Saved entries
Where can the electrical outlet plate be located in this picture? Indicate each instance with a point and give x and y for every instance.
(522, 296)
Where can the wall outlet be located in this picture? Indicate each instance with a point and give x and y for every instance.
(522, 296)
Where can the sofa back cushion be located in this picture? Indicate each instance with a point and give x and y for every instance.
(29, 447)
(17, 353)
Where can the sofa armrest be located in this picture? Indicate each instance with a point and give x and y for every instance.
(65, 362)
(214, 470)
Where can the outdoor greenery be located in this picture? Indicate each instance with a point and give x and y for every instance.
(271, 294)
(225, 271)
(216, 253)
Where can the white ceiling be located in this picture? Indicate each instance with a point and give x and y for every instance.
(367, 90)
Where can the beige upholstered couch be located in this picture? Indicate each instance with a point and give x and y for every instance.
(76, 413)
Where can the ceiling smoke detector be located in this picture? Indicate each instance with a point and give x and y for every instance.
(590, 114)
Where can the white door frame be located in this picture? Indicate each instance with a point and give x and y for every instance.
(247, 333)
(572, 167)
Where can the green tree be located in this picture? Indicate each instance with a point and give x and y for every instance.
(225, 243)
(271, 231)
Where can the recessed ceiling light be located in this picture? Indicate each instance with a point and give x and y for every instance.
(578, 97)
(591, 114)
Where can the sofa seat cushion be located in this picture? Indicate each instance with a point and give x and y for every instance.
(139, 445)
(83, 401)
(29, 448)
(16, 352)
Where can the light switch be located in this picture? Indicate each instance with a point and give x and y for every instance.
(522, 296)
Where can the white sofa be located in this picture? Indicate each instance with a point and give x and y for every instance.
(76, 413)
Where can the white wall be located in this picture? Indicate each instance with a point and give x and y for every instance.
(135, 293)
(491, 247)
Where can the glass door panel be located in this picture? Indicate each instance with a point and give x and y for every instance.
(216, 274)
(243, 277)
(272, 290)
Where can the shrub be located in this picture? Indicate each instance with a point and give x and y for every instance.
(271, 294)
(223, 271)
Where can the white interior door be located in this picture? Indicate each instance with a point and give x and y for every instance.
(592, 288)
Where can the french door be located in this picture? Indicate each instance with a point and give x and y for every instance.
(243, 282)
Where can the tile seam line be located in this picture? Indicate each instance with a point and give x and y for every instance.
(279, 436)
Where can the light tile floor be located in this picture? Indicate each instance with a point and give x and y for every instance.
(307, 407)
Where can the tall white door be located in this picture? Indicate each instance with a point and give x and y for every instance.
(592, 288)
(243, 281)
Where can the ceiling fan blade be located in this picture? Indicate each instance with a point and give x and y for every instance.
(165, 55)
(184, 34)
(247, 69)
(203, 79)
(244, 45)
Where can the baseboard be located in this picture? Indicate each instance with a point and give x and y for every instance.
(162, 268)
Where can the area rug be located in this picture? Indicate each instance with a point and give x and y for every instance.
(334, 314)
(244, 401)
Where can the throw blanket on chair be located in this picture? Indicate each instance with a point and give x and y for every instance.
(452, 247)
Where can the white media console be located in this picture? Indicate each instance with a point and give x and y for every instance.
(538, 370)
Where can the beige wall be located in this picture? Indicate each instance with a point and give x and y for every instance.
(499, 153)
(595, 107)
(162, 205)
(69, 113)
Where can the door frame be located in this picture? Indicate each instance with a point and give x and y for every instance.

Task directions:
Copy out all of the records shown above exactly.

Exercise response:
Where can the electrical outlet plate be located in this picture? Indicate each instance with a point and give x and y for every instance.
(522, 296)
Where can the wall outlet be located in this picture? Indicate each instance with a point and give x and y for every instance.
(522, 296)
Where can the sofa back cushion be located in this picture? Indicate each instance with a point and give x and y for every instance.
(29, 447)
(17, 353)
Where can the sofa armrest be located in this picture? Indicate each instance with a point and give x and y for every instance.
(65, 362)
(214, 470)
Where can the outdoor greenery be located in this picture? Indicate each instance with a point and give x and y for every instance.
(271, 294)
(225, 271)
(216, 253)
Where can the white ceiling be located in this picture? Indicate each instance with a point and give x and y for every instance.
(367, 90)
Where can the beige upholstered couch be located in this picture? Indicate each instance with a point and give x and y for every instance.
(76, 413)
Where can the ceiling smoke detector be located in this picture? Indicate each instance with a point and give x and y for every instance.
(590, 114)
Where can the white door frame be located in this picture? Indicate each instance with a point and give x and y for every instance.
(247, 333)
(572, 167)
Where can the green tree be located in this picture? Indicate each instance with a point and give x and y for every instance.
(225, 243)
(271, 231)
Where can the recessed ceiling light be located in this picture? Indicate each instance with a point and give x and y for every instance.
(578, 97)
(591, 114)
Where can the sofa seat cushion be located in this picture? Indicate each instance with a point and give x and y for every instance.
(139, 445)
(83, 401)
(29, 448)
(16, 352)
Where can the light switch be located in this picture? Indicate each instance with a point and give x and y for every instance.
(522, 296)
Where can the white sofa be located in this picture? Indicate each instance with a point and give x and y for every instance.
(76, 413)
Where can the white wall be located in this picture? Indicate each instance with a point and give x and y for every instance.
(135, 293)
(491, 247)
Where can the glass door panel be located in this picture? Indicate each instance with a point and give x and y for every instance.
(216, 274)
(243, 277)
(272, 290)
Where can the shrub be located in this picture? Indicate each instance with a point and give x and y for every instance.
(271, 294)
(223, 271)
Where can the white interior door be located in this picture? Indicate each instance with a point and give x and y for every instance.
(592, 288)
Where can the french door be located in this picture? Indicate each instance with a point and give x and y for every instance.
(243, 282)
Where can the tile seam line be located in this picture? Indicate each instance with a point and give x and y for every instance.
(279, 436)
Where can the light tile floor be located in this picture? Indicate each instance with a point and give x and y for every instance.
(307, 407)
Where can the tall white door be located in this picture? Indicate each instance with a point and give x and y for every instance.
(592, 288)
(243, 281)
Where can the ceiling fan blade be located in this picture? Indicate each instance with a point and give x and y for every instance.
(165, 55)
(184, 34)
(247, 69)
(203, 79)
(244, 45)
Where can the baseboard be located in this picture? Indicate each instance with a point and give x and y for every instance.
(162, 268)
Where can the area rug be located in this picture? Indicate each instance with a point and give x and y for every instance.
(334, 314)
(244, 401)
Where can the throw blanket on chair be located in this picture? Indicate each instance with a point and give x and y for every instance.
(452, 247)
Where can the white media console be located in this picture? Indicate each instance with a point and give x and y for every instance.
(538, 370)
Where can the beige wall be located in this picture? Indicate each instance with a point and give x and y for every instance.
(499, 153)
(595, 107)
(162, 205)
(69, 113)
Where can the door frame be located in this picture? Indicate each instance with a point and give x and y for every instance.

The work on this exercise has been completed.